▸ **DOCUMENT PASSAGE**
────────
Fourier series

**chella182** · April 26th 2010, 03:18 AM

Find the Fourier series of the function $f(x)$ , with a period of $2\pi$ , defined by

$f(x)=$

$x : 0\leq x\leq\pi$
$0 : -\pi\leq x<0$

(Sorry, couldn't get the coding right to write it out properly).

I need a fairly lengthy explanation on this one 'cause I have no idea. Cheers.

**tonio** · April 26th 2010, 04:47 AM

Originally Posted by chella182

Find the Fourier series of the function $f(x)$ , with a period of $2\pi$ , defined by

$f(x)=$

$x : 0\leq x\leq\pi$
$0 : -\pi\leq x<0$

(Sorry, couldn't get the coding right to write it out properly).

I need a fairly lengthy explanation on this one 'cause I have no idea. Cheers.

If you really have "no idea" about this then you better read/check your books/class notes. Nobody not having an idea of this should be trying this kind of problems.

It is my opinion that "fairly lengthy explanations" belong in the classroom or with a particular teacher. Here you can usually expect a little explanation and

some hints and/or complete resolution but without much explanation.

In this case it's hard to decide what you're supposed to know and thus how to approach this problem: have you studied complex exponential

Fourier series? If that's the case, and since it seems to be that

$f(x)=\left\{\begin{array}{ll}x&,\,\,if\,\,\;\;\;\; 0\leq x\leq\pi\\{}\\0&,\,\,if\, -\pi\leq x<0\end{array}\right.$ , then we get that

$\forall\,\,0\neq n\in\mathbb{Z}\,,\,\,c_n:=\frac{1}{2\pi}\int\limit s^\pi_{\,-\pi}f(x)\,e^{-inx}\, dx$ $=\frac{1}{2\pi}\int\limits^\pi_0x\,e^{-inx}\,dx=\frac{1}{2\pi}\left[\frac{i}{n}[xe^{-inx}]^\pi_0 -\frac{i}{n}\int\limits_0^\pi e^{-inx}\,dx\right]$ $=\left\{\begin{array}{cl}\frac{i}{2n}&,\,for\,\,ev en\,\,n\\{}\\-i\,\left(\frac{1}{2n}+\frac{1}{\pi n^2}\right)&,\,for\,\,odd\,\,n\end{array}\right.$ .
────────
▸ **WHAT NEEDS TO BE DONE**
Continue the Fourier series thread from the point where it stops. The data that follows is separate from the Fourier series thread.
────────
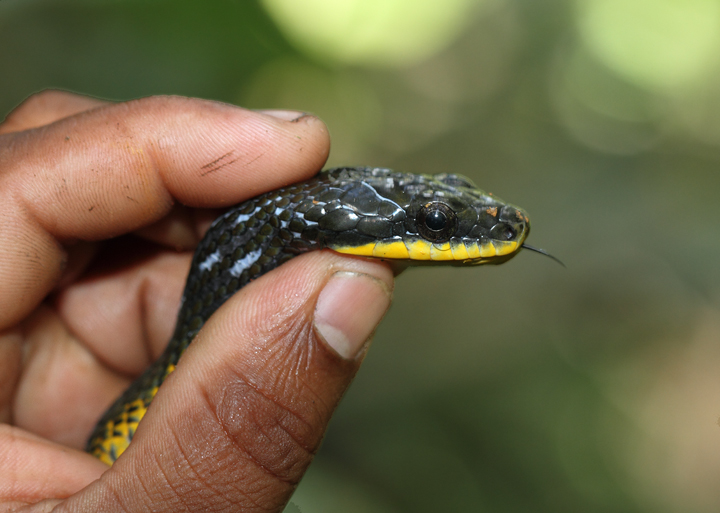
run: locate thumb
[62,251,393,512]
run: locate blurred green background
[0,0,720,513]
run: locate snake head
[327,168,530,265]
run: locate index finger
[0,97,329,329]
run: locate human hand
[0,92,392,512]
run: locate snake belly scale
[86,168,530,464]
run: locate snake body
[86,168,530,464]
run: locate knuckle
[211,379,322,483]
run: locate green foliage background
[0,0,720,513]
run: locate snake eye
[415,201,457,242]
[490,223,517,240]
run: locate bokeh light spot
[578,0,720,90]
[262,0,487,65]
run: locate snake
[86,167,544,465]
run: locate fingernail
[315,271,391,360]
[255,109,308,121]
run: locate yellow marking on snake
[332,239,518,262]
[373,240,410,260]
[450,241,470,261]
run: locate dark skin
[0,91,393,512]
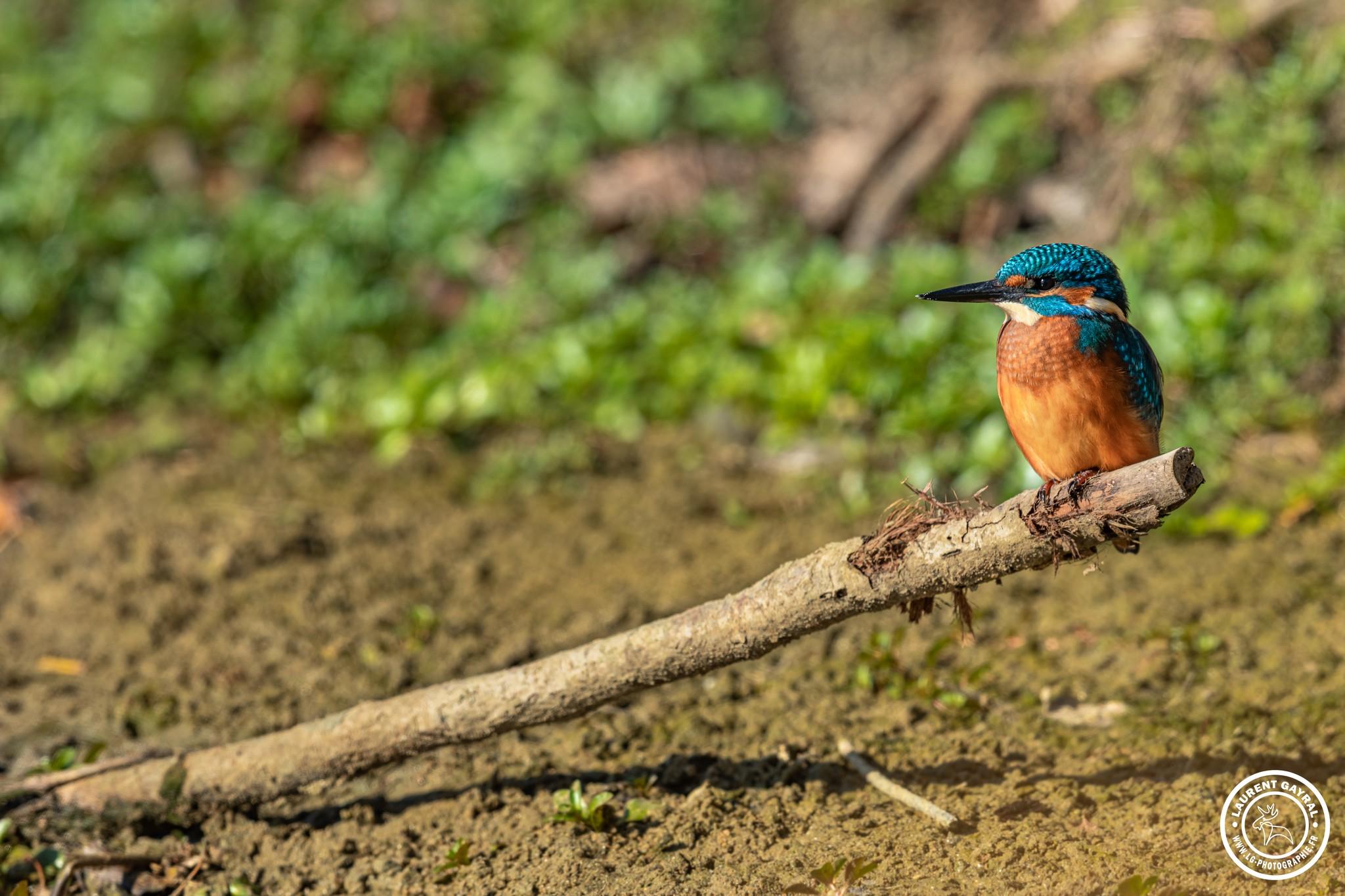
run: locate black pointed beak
[916,280,1022,302]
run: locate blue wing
[1116,322,1164,429]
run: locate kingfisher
[919,243,1164,508]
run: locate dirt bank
[0,438,1345,895]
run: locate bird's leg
[1028,480,1059,516]
[1065,466,1101,511]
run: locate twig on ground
[837,738,958,828]
[51,853,162,896]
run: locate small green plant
[28,740,108,775]
[851,628,990,719]
[784,856,878,896]
[402,603,439,653]
[552,780,652,832]
[1154,624,1224,675]
[1116,874,1158,896]
[435,837,472,874]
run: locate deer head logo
[1252,803,1294,846]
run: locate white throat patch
[1084,295,1126,320]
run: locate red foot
[1065,467,1101,511]
[1028,480,1060,516]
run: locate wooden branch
[827,0,1306,254]
[8,449,1204,814]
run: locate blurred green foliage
[0,0,1345,503]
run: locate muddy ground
[0,429,1345,895]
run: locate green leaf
[845,859,878,884]
[1116,874,1158,896]
[159,759,187,806]
[43,747,79,771]
[435,837,472,874]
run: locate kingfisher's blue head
[920,243,1130,322]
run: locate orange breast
[997,317,1158,480]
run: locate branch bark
[0,449,1204,814]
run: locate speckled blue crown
[996,243,1130,314]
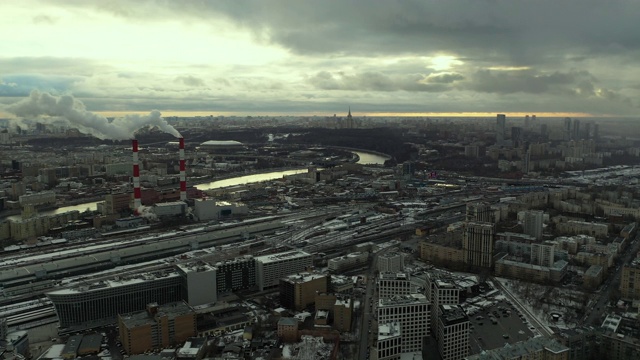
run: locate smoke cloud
[5,90,181,140]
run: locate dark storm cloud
[465,70,593,94]
[308,71,450,92]
[425,73,464,84]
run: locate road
[583,234,640,325]
[491,277,553,337]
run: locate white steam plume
[4,90,181,140]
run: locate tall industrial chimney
[131,139,142,213]
[178,138,187,201]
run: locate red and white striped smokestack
[131,139,142,213]
[178,138,187,201]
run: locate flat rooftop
[255,250,311,264]
[120,301,195,329]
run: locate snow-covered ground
[496,278,590,329]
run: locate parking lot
[469,300,534,354]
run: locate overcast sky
[0,0,640,117]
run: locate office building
[280,272,329,311]
[376,322,402,360]
[103,192,133,215]
[255,250,313,291]
[47,270,184,330]
[523,210,544,240]
[378,251,404,272]
[277,317,298,342]
[426,272,460,339]
[327,252,369,274]
[378,294,430,353]
[378,272,411,299]
[437,305,469,360]
[118,302,197,355]
[215,255,256,294]
[496,114,507,146]
[462,221,494,268]
[176,261,218,306]
[176,337,208,360]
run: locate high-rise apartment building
[280,272,329,311]
[436,305,469,360]
[620,258,640,300]
[215,255,256,294]
[523,210,544,240]
[531,241,555,267]
[462,221,494,268]
[376,322,402,360]
[562,118,573,141]
[426,272,460,339]
[47,270,182,330]
[465,202,495,223]
[496,114,507,146]
[378,272,411,299]
[333,295,353,332]
[176,262,218,306]
[378,251,404,272]
[378,294,430,352]
[118,302,197,355]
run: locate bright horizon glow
[96,111,604,118]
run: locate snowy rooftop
[284,272,327,284]
[255,250,311,264]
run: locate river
[6,151,389,220]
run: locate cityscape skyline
[0,0,640,117]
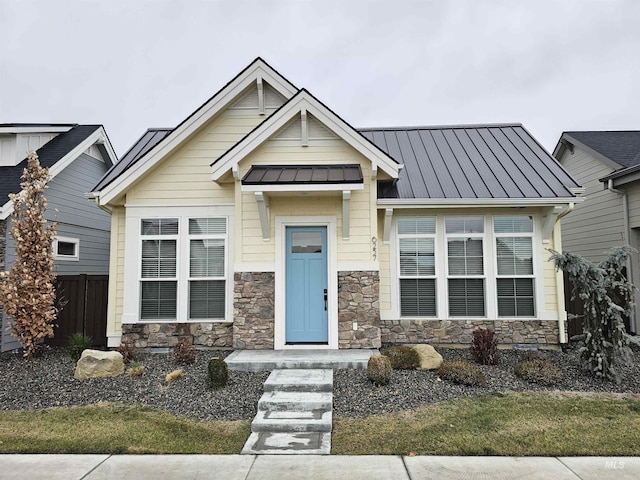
────────
▸ **TASK OUTPUT**
Check the above and then evaluate $c_0:=\frac{1}{2\pi}\int_0^\pi\,f(x)\,dx$ (trivial integral)

Tonio

**chisigma** · April 26th 2010, 04:51 AM

For a function of period $2 \pi$ is...

$f(x)= \frac{a_{0}}{2} + \sum_{n=1}^{\infty} a_{n}\cdot \cos nx + \sum_{n=1}^{\infty} b_{n}\cdot \sin nx$ (1)

... where...

$a_{n} = \frac{1}{\pi} \int_{- \pi}^{+ \pi} f(x)\cdot \cos nx\cdot dx$

$b_{n} = \frac{1}{\pi} \int_{- \pi}^{+ \pi} f(x)\cdot \sin nx\cdot dx$ (2)

Remebering that for $n >0$ is...

$\int x\cdot \cos nx \cdot dx = \frac{\cos nx}{n^{2}} + \frac{x\cdot \sin nx}{n} + c$

$\int x\cdot \sin nx \cdot dx = \frac{\sin nx}{n^{2}} - \frac{x\cdot \cos nx}{n} + c$ (3)

... and for $n=0$ ...

$\int x\cdot dx = \frac{x^{2}}{2} + c$ (4)

... we obtain...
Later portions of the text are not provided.